== Assignment ==
Look over the material for the string "Query". Copy every line where it turns up.

== Records shown ==
· · · · · · ·

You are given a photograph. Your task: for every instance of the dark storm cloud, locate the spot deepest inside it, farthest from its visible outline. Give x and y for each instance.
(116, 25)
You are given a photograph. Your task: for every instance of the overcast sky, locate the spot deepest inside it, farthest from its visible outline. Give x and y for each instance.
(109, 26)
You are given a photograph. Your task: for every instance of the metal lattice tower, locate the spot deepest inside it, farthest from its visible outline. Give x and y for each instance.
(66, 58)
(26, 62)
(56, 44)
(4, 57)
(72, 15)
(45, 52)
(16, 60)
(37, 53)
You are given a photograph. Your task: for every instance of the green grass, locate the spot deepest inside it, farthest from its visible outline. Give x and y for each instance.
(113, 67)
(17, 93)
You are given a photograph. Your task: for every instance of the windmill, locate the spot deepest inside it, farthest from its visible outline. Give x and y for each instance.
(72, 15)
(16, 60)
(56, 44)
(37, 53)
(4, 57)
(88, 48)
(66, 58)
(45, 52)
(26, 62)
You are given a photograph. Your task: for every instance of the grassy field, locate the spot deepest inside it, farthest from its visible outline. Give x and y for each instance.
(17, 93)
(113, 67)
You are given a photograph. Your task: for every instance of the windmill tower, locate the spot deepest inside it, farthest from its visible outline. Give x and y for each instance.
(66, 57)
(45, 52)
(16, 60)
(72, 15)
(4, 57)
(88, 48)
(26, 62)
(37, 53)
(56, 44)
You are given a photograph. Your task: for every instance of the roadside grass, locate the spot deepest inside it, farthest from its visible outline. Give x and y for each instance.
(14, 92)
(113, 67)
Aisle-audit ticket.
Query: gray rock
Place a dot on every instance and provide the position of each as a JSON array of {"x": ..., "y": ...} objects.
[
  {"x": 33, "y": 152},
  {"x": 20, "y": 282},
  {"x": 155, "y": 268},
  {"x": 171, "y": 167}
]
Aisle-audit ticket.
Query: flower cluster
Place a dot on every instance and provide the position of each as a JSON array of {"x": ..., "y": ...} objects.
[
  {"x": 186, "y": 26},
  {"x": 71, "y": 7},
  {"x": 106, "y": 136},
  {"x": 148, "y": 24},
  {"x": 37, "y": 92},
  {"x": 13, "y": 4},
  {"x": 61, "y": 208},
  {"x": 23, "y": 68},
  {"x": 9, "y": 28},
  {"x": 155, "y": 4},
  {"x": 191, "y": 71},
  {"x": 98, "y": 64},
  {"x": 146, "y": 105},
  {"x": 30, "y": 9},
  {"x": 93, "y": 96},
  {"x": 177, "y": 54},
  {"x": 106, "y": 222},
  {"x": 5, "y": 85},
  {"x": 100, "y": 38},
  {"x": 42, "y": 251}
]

· · · · · · ·

== Response box ==
Query: gray rock
Query: flower cluster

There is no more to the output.